REQUIREMENT: Only the lines from the line holding "the blue fabric" through the final line of the entries below are to be returned, exactly as they stand.

DATA FOR THIS EXERCISE:
● ● ● ● ● ● ●

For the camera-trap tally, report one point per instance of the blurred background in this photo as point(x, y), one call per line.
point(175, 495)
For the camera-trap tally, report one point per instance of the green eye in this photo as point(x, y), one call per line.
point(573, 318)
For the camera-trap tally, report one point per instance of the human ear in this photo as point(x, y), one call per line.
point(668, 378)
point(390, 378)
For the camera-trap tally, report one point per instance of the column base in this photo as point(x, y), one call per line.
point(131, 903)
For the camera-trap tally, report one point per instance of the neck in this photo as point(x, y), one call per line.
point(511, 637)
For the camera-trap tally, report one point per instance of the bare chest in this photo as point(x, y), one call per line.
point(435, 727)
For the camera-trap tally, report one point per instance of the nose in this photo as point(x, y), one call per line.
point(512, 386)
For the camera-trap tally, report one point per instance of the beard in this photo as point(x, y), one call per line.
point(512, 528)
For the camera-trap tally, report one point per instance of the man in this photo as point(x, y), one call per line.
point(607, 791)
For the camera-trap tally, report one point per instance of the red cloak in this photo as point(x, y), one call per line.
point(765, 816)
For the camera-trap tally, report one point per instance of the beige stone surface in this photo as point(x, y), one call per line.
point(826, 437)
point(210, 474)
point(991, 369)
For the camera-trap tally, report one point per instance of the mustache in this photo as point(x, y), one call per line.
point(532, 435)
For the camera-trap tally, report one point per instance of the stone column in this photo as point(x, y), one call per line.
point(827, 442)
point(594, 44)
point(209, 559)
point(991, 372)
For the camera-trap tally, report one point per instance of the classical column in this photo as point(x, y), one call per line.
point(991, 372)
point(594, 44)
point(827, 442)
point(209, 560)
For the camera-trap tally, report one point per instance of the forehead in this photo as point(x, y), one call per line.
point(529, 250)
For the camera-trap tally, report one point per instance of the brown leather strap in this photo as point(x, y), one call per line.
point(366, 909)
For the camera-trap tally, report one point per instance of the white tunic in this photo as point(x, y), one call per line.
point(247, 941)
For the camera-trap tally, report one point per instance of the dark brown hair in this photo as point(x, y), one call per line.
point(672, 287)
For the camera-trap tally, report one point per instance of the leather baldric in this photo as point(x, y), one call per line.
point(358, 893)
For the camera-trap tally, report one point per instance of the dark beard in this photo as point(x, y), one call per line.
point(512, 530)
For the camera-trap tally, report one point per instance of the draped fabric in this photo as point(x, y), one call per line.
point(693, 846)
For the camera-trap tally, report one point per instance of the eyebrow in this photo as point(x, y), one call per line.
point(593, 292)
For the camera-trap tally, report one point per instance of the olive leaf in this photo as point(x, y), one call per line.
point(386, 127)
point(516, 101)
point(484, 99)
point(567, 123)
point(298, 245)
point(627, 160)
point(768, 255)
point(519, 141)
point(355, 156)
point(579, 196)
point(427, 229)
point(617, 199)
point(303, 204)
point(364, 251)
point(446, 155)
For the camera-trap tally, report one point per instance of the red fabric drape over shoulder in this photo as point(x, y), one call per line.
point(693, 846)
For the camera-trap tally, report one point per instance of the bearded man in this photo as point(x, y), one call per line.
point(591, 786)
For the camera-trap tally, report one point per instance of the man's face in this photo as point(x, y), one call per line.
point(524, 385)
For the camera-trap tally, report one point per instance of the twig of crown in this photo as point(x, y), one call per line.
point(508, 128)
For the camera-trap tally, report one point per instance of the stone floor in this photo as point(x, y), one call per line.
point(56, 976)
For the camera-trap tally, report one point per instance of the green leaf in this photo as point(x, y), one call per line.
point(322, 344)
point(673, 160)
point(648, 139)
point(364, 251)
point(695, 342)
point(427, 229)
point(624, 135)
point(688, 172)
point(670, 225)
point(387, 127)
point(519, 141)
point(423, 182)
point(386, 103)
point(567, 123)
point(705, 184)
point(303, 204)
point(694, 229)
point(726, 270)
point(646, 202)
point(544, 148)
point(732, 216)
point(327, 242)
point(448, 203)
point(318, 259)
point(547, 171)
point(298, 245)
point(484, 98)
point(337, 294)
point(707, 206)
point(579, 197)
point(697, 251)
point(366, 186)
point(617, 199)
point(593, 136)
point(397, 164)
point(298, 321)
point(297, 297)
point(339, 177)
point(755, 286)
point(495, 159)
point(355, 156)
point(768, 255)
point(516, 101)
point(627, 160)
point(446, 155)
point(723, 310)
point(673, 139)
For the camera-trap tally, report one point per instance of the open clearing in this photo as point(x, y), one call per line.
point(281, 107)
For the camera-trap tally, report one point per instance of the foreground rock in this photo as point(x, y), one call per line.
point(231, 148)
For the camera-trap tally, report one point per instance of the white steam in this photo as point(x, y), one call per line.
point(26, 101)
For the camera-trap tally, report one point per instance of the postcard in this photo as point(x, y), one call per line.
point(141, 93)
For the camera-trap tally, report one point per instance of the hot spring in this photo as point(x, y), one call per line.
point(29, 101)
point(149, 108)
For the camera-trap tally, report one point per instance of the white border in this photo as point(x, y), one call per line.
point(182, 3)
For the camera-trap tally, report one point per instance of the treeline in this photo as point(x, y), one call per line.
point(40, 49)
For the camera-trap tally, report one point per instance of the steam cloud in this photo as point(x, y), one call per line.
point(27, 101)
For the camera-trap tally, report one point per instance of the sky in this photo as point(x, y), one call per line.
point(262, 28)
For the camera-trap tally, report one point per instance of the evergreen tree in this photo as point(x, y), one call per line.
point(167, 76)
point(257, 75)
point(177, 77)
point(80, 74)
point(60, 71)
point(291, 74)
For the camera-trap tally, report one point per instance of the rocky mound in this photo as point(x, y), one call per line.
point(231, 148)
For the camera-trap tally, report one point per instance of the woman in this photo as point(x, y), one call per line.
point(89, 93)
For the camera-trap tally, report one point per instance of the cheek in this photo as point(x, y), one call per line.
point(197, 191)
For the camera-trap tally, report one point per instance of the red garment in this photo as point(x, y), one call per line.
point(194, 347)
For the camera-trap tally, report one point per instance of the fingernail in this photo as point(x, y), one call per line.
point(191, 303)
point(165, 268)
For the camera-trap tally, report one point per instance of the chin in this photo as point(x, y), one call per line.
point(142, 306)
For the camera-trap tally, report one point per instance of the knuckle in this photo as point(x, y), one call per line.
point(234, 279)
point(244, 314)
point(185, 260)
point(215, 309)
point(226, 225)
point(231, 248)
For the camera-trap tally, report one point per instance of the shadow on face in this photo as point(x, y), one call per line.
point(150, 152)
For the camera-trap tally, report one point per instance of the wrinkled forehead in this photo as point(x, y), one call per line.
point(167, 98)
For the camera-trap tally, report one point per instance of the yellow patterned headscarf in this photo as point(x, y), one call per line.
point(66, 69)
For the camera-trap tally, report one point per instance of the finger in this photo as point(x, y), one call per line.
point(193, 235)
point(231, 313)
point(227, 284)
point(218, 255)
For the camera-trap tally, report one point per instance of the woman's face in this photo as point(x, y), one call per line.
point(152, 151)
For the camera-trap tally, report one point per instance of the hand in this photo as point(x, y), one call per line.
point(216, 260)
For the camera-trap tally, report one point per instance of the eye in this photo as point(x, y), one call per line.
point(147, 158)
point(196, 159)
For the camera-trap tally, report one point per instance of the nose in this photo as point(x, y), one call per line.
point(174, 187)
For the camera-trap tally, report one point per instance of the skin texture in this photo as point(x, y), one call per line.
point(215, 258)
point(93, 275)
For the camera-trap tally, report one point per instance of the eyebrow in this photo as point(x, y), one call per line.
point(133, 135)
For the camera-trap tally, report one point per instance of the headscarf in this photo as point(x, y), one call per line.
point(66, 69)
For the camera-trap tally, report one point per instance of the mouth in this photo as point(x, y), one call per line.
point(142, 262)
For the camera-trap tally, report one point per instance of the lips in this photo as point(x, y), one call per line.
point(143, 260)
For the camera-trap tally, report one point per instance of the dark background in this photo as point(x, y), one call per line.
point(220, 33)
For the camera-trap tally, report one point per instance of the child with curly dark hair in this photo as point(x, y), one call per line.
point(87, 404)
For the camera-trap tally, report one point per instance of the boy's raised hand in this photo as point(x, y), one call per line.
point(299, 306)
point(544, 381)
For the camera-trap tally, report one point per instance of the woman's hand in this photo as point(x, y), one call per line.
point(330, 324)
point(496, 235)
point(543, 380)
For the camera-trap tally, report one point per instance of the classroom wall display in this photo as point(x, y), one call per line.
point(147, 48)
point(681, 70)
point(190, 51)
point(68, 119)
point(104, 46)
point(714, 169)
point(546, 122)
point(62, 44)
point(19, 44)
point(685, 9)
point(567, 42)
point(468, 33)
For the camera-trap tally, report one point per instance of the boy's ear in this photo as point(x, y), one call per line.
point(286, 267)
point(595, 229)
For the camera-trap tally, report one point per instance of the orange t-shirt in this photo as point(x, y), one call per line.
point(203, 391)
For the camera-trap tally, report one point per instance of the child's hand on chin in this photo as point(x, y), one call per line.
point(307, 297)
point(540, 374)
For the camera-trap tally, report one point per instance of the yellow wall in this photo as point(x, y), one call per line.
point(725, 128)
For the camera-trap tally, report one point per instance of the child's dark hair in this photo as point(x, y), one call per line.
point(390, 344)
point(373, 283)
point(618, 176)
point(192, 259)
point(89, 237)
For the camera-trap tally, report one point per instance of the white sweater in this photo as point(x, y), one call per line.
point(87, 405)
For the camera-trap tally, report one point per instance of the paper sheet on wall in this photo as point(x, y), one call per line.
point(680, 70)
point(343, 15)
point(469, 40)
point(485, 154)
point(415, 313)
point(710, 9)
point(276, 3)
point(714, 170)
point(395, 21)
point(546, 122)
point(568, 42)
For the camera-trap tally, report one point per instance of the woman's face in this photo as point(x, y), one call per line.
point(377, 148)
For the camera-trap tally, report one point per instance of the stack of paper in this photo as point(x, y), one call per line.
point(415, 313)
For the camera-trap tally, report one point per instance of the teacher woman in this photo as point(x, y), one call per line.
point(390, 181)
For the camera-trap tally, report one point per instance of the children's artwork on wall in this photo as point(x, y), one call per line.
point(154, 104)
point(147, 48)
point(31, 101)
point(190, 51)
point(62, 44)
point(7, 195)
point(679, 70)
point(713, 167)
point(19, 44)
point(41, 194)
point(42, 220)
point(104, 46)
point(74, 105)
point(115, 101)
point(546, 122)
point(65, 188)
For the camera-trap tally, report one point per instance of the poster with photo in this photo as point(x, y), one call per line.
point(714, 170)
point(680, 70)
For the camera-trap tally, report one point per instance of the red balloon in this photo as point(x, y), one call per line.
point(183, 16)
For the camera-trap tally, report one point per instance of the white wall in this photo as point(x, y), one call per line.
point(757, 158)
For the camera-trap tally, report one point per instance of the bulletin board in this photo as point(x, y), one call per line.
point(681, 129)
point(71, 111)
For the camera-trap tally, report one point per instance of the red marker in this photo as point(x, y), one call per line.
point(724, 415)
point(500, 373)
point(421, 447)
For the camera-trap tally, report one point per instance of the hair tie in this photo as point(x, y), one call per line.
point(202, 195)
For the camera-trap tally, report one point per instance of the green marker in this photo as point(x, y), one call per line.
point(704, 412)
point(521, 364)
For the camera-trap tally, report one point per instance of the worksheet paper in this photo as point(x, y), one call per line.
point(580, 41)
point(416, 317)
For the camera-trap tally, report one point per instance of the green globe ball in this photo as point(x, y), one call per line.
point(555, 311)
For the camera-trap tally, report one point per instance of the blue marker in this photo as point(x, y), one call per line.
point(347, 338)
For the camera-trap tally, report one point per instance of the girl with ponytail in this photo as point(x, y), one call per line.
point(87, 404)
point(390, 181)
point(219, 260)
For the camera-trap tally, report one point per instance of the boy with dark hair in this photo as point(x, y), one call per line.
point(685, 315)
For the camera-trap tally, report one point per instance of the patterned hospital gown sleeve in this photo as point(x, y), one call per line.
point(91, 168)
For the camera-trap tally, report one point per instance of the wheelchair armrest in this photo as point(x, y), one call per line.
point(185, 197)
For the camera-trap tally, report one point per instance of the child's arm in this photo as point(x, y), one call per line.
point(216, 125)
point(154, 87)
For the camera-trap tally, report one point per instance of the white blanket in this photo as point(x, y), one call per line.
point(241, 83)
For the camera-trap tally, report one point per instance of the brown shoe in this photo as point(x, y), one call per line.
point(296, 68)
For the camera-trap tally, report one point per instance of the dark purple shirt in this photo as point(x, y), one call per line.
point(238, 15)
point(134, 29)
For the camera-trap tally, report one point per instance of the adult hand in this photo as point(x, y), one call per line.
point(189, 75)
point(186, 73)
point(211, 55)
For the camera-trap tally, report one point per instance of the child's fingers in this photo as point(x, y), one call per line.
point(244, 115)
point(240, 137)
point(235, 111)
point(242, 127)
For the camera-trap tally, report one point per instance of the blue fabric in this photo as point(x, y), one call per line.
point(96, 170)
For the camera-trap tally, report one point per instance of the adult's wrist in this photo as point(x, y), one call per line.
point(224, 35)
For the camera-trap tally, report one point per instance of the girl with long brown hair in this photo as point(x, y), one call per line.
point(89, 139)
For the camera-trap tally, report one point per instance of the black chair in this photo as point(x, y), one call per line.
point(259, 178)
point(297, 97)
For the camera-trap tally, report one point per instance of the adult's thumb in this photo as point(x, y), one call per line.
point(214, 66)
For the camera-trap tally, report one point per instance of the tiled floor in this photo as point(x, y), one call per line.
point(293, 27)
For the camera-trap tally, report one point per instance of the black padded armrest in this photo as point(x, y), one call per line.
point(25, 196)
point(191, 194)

● ● ● ● ● ● ●

WORKED SOLUTION:
For the camera-trap tally, report one point per instance of the blue fabric in this photo as point(x, y), one call per line.
point(96, 170)
For the camera-trap tally, report one point per instance of the adult's wrist in this photo as point(x, y), one call per line.
point(224, 35)
For the camera-trap tally, report one point per instance of the girl with long brown hair in this photo as point(x, y), one call per line.
point(89, 139)
For the camera-trap tally, report one point per instance of the black chair in this photo as point(x, y), one call per line.
point(259, 178)
point(297, 97)
For the camera-trap tally, report one point per instance of the adult's thumb in this photo as point(x, y), one call per line.
point(214, 66)
For the camera-trap tally, report one point per instance of the tiled floor in this photo as point(x, y), one call per line.
point(293, 27)
For the camera-trap tally, report one point per instance of the black padded armrest in this photo as point(x, y), one call per line.
point(25, 196)
point(191, 194)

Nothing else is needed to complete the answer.